===== Excerpt to read

# A 5-40 and 8-56 tap



## Brento (Apr 7, 2021)

First off i need to order a 5-40 tap for a few screw holes for a little toolbox i am restoring. What else is a 5-40 thread used for. Seems very oddball. Also what would you use a 8-56 thread for?


----------



## Braeden P (Apr 7, 2021)

Brento said:


> Also what would you use a 8-56 thread for?


to show off other than that I guess it is for aircraft I have a 11/16 20 tap wacko size for sure!


----------



## jwmelvin (Apr 7, 2021)

5-40 is used in the end of the Bridgeport “reverse trip ball lever” as a way of extracting it for disassembly. Though, (1) my Millport clone uses metric fasteners in the head assembly (imperial fasteners for the main machine structure); and (2) I couldn’t get mine out. But that’s a recent use of 5-40 I have run across.


----------



## T Bredehoft (Apr 7, 2021)

==========
===== Input for this task

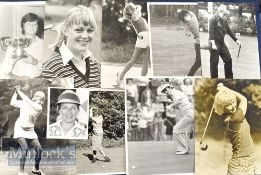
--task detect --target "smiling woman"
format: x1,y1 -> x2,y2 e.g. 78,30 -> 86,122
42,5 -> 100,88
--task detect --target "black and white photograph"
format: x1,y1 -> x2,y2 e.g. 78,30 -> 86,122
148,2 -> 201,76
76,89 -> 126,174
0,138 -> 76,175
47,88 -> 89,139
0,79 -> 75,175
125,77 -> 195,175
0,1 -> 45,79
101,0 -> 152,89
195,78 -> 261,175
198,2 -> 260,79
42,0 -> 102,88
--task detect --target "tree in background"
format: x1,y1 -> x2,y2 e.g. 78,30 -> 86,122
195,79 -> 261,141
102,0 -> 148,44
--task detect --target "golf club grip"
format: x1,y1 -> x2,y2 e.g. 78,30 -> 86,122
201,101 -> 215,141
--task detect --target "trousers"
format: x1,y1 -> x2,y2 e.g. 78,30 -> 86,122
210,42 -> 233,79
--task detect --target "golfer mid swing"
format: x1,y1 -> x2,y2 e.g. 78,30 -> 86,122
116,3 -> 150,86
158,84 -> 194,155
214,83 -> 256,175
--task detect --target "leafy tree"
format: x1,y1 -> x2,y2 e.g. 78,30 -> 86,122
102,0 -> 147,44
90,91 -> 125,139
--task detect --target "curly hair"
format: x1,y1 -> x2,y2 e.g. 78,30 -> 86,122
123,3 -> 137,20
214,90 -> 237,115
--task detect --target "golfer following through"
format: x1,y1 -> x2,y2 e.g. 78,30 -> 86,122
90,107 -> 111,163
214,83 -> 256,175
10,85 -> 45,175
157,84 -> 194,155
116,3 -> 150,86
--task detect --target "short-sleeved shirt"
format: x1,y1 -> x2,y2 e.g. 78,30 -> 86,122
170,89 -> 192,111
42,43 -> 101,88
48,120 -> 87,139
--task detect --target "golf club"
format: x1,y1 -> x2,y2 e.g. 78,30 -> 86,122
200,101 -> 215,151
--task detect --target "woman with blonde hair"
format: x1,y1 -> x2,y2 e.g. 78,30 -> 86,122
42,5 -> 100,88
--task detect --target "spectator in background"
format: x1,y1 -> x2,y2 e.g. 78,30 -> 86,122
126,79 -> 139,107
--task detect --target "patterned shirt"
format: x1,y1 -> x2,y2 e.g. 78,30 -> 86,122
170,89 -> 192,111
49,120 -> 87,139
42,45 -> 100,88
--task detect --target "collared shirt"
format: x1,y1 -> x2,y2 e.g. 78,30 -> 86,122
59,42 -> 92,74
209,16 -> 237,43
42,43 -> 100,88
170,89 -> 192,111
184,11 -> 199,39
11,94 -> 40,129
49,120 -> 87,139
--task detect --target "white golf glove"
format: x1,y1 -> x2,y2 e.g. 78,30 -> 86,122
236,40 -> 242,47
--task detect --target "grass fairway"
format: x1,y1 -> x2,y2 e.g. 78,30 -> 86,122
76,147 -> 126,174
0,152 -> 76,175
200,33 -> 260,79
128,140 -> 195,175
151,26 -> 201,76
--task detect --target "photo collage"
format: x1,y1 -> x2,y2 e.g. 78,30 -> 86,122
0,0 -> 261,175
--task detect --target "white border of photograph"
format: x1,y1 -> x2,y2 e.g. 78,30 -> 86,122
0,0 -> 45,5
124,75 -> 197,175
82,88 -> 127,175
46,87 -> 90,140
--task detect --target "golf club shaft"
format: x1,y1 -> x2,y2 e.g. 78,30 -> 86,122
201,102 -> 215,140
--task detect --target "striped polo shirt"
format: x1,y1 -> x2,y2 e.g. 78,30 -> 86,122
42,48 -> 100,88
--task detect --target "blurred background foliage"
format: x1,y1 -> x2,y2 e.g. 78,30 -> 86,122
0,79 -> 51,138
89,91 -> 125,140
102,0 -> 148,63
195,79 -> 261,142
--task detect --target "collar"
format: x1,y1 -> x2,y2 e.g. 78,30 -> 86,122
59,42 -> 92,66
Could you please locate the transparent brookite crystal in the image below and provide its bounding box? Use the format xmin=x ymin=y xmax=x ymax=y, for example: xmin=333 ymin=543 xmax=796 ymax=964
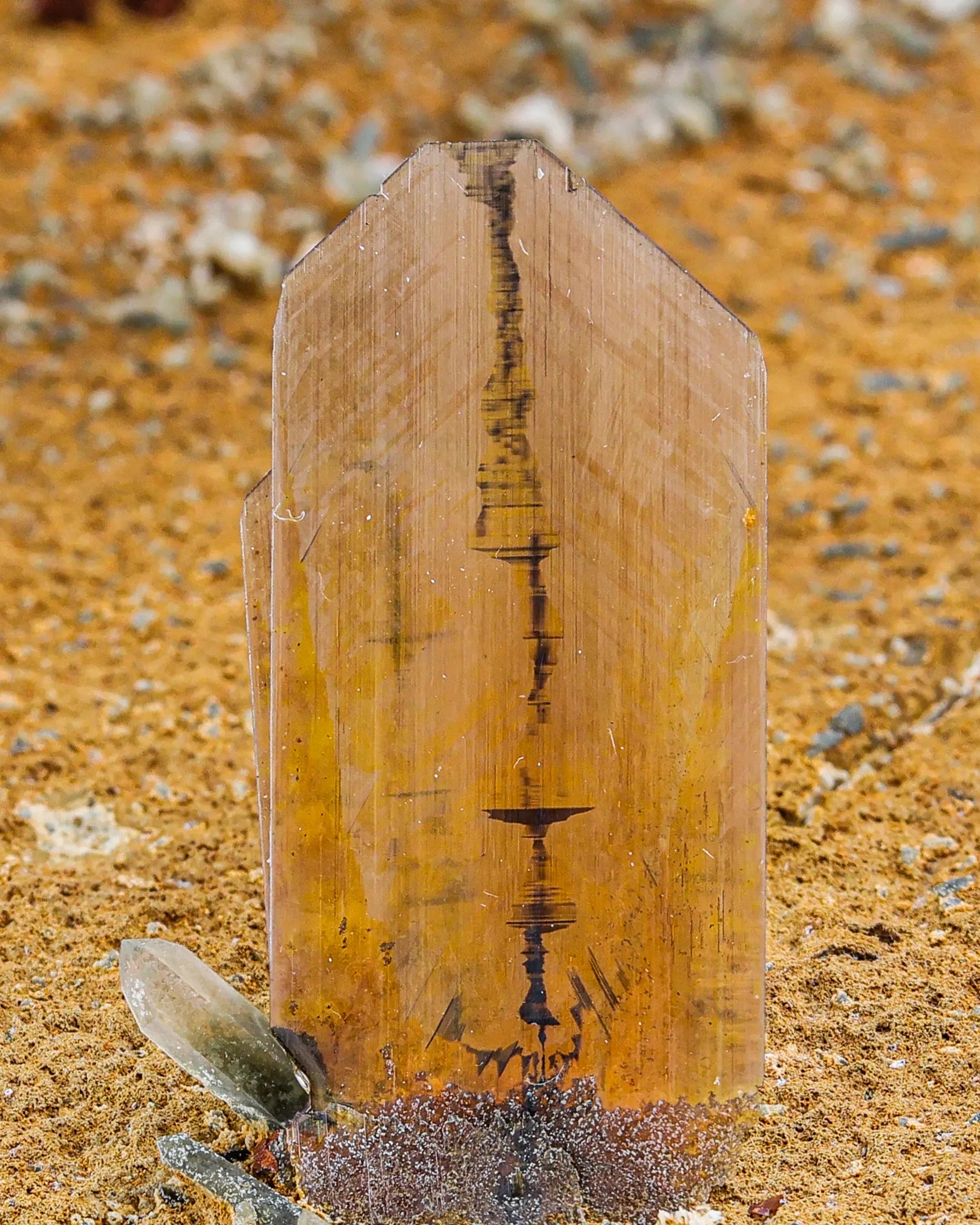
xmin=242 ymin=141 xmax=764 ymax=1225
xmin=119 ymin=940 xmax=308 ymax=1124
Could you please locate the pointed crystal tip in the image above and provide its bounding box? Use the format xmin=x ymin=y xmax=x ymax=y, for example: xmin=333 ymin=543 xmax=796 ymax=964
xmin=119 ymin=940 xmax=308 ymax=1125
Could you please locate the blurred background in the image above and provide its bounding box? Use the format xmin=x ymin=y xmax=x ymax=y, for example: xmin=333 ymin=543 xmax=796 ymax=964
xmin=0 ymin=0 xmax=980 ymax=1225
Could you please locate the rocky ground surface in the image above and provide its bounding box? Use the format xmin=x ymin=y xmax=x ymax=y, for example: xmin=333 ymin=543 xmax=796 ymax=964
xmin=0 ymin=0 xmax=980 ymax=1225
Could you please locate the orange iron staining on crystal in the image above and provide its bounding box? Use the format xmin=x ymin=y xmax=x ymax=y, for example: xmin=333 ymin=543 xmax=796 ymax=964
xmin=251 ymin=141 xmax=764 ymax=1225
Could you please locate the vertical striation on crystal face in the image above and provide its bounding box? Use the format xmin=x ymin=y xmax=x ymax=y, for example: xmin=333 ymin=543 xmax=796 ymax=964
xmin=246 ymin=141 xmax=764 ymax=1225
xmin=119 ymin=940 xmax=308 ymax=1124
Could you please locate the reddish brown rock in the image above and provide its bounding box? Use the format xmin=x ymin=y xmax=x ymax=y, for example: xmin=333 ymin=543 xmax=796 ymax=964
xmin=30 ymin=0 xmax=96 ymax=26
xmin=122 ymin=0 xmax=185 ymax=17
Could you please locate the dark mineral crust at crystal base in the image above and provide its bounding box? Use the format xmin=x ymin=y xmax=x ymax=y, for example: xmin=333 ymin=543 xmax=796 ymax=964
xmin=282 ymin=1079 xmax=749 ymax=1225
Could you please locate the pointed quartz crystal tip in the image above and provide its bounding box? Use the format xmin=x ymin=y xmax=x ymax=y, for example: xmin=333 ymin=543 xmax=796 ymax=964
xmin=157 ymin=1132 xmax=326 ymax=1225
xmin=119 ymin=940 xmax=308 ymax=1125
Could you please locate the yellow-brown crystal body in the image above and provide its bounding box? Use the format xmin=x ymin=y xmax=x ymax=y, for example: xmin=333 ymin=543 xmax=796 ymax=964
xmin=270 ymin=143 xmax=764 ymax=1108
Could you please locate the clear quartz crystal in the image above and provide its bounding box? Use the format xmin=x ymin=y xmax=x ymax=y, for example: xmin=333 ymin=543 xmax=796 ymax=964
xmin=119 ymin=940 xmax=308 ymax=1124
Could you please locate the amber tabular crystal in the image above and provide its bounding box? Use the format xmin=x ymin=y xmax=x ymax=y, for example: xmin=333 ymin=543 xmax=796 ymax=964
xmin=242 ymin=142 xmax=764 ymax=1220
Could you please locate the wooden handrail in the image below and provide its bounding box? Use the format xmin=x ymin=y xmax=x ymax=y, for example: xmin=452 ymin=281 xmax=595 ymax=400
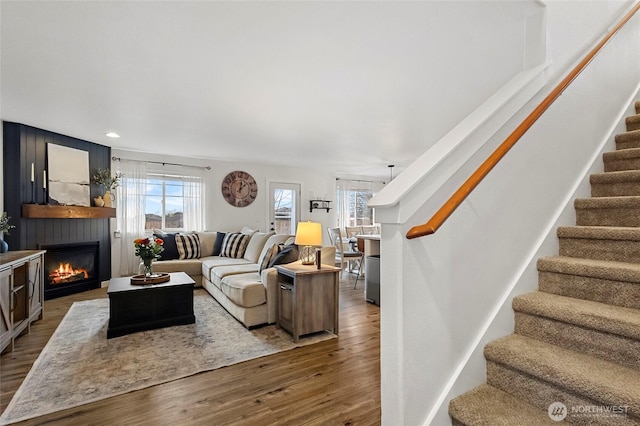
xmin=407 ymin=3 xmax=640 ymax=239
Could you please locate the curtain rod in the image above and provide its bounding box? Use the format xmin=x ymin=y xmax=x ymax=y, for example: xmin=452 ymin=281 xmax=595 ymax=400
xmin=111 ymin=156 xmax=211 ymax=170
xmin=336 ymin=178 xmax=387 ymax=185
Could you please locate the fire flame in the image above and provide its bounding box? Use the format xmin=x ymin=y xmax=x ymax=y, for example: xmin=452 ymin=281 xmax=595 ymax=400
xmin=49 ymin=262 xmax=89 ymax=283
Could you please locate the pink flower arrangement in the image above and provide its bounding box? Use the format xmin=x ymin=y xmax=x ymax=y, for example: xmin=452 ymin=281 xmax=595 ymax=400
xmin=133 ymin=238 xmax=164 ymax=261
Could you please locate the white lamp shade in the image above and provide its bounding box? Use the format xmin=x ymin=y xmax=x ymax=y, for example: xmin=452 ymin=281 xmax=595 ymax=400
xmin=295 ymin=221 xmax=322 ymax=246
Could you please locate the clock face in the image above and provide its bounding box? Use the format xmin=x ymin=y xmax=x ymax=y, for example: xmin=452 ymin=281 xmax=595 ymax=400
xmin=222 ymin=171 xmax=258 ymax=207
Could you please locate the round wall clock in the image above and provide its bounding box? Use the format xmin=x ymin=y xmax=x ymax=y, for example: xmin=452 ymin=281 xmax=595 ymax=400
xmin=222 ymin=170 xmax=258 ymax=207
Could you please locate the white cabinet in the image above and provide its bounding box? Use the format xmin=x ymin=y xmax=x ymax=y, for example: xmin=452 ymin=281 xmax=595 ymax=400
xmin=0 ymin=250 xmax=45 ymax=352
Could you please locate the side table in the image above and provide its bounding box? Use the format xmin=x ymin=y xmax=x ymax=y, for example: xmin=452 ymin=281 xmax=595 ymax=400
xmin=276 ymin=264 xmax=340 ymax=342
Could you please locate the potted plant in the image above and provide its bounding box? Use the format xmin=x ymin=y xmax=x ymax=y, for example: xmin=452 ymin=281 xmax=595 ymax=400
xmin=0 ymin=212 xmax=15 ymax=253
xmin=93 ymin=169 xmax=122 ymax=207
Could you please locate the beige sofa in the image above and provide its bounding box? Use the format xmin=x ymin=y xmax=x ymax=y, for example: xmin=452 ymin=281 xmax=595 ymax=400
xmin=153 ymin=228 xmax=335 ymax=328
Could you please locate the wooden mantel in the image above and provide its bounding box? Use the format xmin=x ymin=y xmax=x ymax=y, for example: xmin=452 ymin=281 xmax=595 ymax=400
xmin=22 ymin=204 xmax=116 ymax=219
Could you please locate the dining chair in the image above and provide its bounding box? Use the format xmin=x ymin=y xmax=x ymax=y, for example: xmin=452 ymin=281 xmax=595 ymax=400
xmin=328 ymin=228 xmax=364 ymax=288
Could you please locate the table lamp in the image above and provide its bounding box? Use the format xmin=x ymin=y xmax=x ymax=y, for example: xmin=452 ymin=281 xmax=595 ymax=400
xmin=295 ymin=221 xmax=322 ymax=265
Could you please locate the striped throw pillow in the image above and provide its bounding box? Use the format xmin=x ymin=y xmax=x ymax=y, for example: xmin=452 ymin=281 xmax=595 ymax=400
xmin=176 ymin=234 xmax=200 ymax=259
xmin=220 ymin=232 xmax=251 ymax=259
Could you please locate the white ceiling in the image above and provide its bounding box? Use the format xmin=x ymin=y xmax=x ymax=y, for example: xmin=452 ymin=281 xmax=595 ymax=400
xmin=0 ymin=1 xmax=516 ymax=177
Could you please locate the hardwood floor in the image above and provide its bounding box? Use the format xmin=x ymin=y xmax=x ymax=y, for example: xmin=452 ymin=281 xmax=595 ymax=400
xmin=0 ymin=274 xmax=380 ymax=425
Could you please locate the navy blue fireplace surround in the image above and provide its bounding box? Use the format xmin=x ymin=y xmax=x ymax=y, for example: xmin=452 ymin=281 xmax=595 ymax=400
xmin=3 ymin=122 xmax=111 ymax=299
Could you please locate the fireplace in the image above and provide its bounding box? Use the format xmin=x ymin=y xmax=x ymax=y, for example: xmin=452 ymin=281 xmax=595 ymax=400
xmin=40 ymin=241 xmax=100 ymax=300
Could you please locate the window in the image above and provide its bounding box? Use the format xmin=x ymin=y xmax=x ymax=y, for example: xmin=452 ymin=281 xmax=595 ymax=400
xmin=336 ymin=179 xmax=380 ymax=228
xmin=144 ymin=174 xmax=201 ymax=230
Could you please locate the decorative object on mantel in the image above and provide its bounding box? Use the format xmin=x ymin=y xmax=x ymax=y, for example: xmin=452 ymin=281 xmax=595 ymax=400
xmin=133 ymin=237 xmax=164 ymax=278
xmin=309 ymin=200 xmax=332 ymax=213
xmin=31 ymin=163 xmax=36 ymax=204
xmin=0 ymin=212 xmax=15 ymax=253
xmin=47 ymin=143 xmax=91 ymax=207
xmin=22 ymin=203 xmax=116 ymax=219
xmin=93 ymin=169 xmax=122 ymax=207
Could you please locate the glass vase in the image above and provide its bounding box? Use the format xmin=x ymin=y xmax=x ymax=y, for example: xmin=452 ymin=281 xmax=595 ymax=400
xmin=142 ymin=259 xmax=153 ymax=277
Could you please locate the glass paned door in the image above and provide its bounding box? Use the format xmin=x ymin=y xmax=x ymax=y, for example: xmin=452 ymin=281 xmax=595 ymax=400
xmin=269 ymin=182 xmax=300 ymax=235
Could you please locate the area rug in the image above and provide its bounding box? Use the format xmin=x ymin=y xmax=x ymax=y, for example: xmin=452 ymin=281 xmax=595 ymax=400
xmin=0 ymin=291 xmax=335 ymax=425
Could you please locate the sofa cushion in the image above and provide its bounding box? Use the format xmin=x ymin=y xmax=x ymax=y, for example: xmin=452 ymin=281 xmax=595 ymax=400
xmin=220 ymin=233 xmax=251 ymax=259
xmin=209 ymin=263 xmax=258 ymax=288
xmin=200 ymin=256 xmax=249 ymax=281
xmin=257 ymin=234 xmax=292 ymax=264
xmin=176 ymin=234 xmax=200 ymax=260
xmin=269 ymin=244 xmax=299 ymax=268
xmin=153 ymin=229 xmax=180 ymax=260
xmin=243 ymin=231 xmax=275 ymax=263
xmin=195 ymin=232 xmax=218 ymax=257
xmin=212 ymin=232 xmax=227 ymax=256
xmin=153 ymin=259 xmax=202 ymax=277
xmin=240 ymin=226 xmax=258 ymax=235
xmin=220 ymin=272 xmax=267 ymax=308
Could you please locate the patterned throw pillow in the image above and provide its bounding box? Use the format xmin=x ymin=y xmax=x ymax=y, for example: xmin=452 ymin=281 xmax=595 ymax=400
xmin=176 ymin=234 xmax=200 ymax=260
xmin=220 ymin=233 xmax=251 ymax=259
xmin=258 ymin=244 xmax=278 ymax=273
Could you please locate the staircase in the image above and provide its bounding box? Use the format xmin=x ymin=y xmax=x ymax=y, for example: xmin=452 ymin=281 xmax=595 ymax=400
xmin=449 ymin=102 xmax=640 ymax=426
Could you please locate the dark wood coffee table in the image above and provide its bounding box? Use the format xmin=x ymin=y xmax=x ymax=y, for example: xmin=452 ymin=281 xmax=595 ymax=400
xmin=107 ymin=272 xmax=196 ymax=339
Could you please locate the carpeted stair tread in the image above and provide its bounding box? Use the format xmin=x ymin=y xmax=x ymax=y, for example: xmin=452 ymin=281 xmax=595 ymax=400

==========

Actions to take
(a) From the records, copy out the lines beginning with the one that contains "Could you please locate the table" and going on through the one that contains "xmin=220 ymin=232 xmax=251 ymax=259", both included, with no changes.
(b) Continue the forum thread on 5-40 and 8-56 taps from the point where it stops.

The replies
(a)
Could you please locate the table lamp in the image above and provide its bounding box? Use the format xmin=x ymin=y xmax=x ymax=y, for example: xmin=452 ymin=281 xmax=595 ymax=400
xmin=295 ymin=221 xmax=322 ymax=265
Could you please locate the striped throw pillow in the image above and provide its bounding box? Use the format xmin=x ymin=y xmax=x ymax=y, for example: xmin=452 ymin=281 xmax=595 ymax=400
xmin=176 ymin=234 xmax=200 ymax=259
xmin=220 ymin=232 xmax=251 ymax=259

(b)
I use 5-40  1/8" set screws to hold clutches on propeller shafts of Rubber Band flying models. Shafts from .047 dia to .094 dia. Also to secure internal parts in torque meters for winding them. Also use 4-40 flat head scsrews to assemble the torque meters.


----------



## macardoso (Apr 7, 2021)

5-40 on a model steam engine I'm building. Full size 1/4HP unit. Holds the steam valve covers to the cylinder. Never used one before that, had a bit of a tricky time finding quality ones to buy.

Never used an 8-56 yet.


----------



## Brento (Apr 7, 2021)

Ill take pictures tonight. But i cant find much on the 8-56


----------



## Asm109 (Apr 7, 2021)

#5  major diameter is 1/8 inch. Only number size that falls on a fractional size. #10 is close.  You can pick up a piece of 1/8 rod and put threads on with a die.  No trying to turn down a small diameter.  Best reason I can find for choosing it.


----------



## Bi11Hudson (Apr 7, 2021)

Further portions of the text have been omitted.